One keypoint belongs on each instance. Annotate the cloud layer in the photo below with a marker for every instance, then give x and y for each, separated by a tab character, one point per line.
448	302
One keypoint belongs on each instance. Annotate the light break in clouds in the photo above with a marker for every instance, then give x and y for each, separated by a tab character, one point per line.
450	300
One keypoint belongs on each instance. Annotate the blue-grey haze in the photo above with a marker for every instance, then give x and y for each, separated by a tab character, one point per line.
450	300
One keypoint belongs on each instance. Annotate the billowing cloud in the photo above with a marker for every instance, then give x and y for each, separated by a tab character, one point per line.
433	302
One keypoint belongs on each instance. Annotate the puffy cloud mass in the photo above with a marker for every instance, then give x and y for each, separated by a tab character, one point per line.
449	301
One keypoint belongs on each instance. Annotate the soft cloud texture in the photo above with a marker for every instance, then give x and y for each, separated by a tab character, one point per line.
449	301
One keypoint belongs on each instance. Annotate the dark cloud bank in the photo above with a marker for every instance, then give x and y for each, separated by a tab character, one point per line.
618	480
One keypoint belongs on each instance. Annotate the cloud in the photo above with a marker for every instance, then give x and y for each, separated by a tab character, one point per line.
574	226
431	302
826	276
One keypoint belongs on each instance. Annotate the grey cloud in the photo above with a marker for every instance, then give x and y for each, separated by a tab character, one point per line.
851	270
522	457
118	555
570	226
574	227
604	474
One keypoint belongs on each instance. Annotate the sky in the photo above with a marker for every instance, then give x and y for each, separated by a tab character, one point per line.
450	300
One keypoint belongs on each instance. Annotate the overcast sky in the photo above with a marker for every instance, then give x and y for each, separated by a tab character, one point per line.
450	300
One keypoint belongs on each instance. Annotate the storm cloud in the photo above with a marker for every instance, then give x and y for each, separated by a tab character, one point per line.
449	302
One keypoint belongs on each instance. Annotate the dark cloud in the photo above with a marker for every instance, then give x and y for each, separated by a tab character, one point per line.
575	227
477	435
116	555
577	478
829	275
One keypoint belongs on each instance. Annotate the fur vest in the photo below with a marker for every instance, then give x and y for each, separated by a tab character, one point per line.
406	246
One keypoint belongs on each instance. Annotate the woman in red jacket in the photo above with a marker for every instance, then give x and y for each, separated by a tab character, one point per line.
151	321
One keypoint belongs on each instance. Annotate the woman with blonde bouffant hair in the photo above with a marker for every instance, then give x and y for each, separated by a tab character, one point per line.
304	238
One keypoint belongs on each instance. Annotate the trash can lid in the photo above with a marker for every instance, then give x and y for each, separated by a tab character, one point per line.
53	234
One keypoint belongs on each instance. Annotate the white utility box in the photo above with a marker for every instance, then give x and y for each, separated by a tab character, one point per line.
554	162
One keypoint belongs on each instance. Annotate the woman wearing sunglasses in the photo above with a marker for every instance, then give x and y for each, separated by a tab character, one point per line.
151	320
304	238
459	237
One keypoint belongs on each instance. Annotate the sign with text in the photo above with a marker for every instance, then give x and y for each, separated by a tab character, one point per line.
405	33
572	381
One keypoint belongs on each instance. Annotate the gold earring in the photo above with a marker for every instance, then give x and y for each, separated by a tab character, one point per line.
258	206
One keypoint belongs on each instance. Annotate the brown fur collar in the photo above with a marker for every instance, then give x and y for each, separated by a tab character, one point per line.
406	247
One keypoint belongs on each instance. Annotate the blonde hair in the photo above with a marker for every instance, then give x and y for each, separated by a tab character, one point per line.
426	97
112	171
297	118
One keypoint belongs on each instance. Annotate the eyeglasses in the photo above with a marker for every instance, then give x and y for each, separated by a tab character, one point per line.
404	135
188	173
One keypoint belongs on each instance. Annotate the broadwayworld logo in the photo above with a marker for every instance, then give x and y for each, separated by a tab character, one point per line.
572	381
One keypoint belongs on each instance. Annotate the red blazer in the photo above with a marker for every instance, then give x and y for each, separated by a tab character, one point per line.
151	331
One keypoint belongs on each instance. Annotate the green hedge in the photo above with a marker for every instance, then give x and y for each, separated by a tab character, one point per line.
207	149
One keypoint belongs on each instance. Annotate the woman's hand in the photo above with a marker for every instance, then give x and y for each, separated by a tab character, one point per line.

▶ Your objective
Please give every row above as a numbered list, leaving out blank lines.

▶ Written reply
1. One keypoint belongs on each instance. Annotate the cloud layer in the photo below with a marker for every instance, then give x and y for each, separated by a tab character, one point per line.
2. 448	302
3. One keypoint belongs on each instance. Annotate the light break in clouds in the photo above with a marker for every instance, then give x and y for each, separated by a tab character, one point per line.
4. 450	300
5. One keypoint belongs on each instance. Annotate the blue-grey haze in the photo above with a marker for every instance, then give x and y for each, separated by a tab character, one point per line.
6. 450	300
7. One keypoint belongs on each instance. Annotate the billowing cloud in the photo above with a marker for every instance, then give x and y for each, separated by a tab character, one point per line.
8. 433	302
9. One keypoint belongs on each instance. Annotate the puffy cloud mass in the photo above with a marker for every instance, then give x and y for each, separated by a tab character, one point per line.
10. 449	301
11. One keypoint belongs on each instance. Annotate the soft cloud texture in the photo above with a marker for every instance, then give x and y for each, separated by a tab character, one point per line.
12. 449	301
13. One keypoint belongs on each instance. Annotate the dark cloud bank in the photo above with a marker for every instance, then give x and y for each, separated by a tab character, one point per line.
14. 618	480
15. One keypoint belongs on each instance. Annotate the cloud in the photo above with a marker for every instance, then give x and y for each, separated by a tab character, one point per line.
16. 574	226
17. 431	302
18. 826	276
19. One keypoint belongs on each instance. Annotate the grey cloud in the photo above with a marker for every instance, then give x and y for each, separated by a tab character, one point per line.
20. 851	270
21. 522	457
22. 118	555
23. 570	226
24. 574	227
25. 604	474
26. One keypoint belongs on each instance. Annotate the sky in the photo above with a marker for every instance, then give x and y for each, separated by a tab character, one point per line.
27. 450	300
28. One keypoint belongs on each instance. Annotate the overcast sky in the photo above with a marker for every instance, then give x and y for each, separated by a tab character, one point per line.
29. 450	300
30. One keypoint belongs on each instance. Annotate the storm cloud in the photo above with a marker for every instance, then give x and y for each, separated by a tab character, one point per line.
31. 449	302
32. One keypoint belongs on each instance. Annotate the dark cloud in the photo above with a marker for every instance, then give x and y for each, separated by a tab character, one point per line.
33. 575	227
34. 477	435
35. 116	555
36. 577	478
37. 829	275
38. One keypoint belongs on each instance. Annotate the fur vest in the photo below with a marker for every instance, then give x and y for each, separated by a tab character, one point per line.
39. 406	246
40. One keypoint belongs on each instance. Annotate the woman in red jacket in the photo above with a marker for every instance, then give x and y for each, separated by a tab character, one point per line.
41. 151	321
42. One keypoint belongs on each instance. Annotate the woman with blonde bouffant hair in the photo above with a marker for every instance, then give x and y for each, separated by a tab character, one point per line.
43. 304	238
44. One keypoint belongs on each instance. Annotate the trash can lid in the photo above with a marker for every instance, then give x and y for each, separated by a tab character, one point per line.
45. 53	234
46. One keypoint belongs on each instance. Annotate the white utility box in the photo above with a marker for every instance, then give x and y for each, separated by a tab character, one point per line.
47. 554	162
48. One keypoint belongs on each instance. Annotate the woman wearing sunglasses in the photo above with a marker for every instance, then give x and y for each, separated by a tab character, one point per line.
49. 151	320
50. 304	238
51. 459	237
52. One keypoint belongs on each instance. Annotate the sign with text in the photo above with a marker for every instance, then give x and y for each, separated by a tab character, one point per line.
53. 405	33
54. 572	381
55. One keypoint belongs on each instance. Annotate the gold earring in the photo above with a marker for every instance, then give x and y for each, separated by a tab character, one point per line.
56. 258	206
57. One keypoint belongs on each instance. Annotate the brown fur collar in the photo above with a marker for every instance, then give x and y for each, separated by a tab character, one point per line.
58. 406	247
59. One keypoint belongs on each instance. Annotate the blonde hair in the photo above with a marker for every instance, then give x and y for each, separated by a tab character, one point per line.
60. 426	97
61. 112	171
62. 297	118
63. One keypoint belongs on each instance. Annotate the eyeglasses in the photo above with a marker for every instance, then give x and y for each, separated by a tab character, one point per line.
64. 404	135
65. 188	173
66. One keypoint belongs on each instance. Annotate the broadwayworld logo in the photo above with a marker for every instance, then give x and y for each, separated by a tab character, one point per line.
67. 572	381
68. One keypoint belongs on each instance. Annotate the red blazer in the photo above with a marker for every instance, then give x and y for each, separated by a tab character, one point per line.
69. 151	331
70. One keypoint belongs on each instance. Annotate the green hedge in the photo above with a marker for every instance, then give x and y for each, separated by a tab character, one point per line.
71. 207	149
72. One keypoint belongs on each instance. Annotate the woman's hand in the photo above with a marker for every instance, then give x and y for each, separated by a tab character, one point per line.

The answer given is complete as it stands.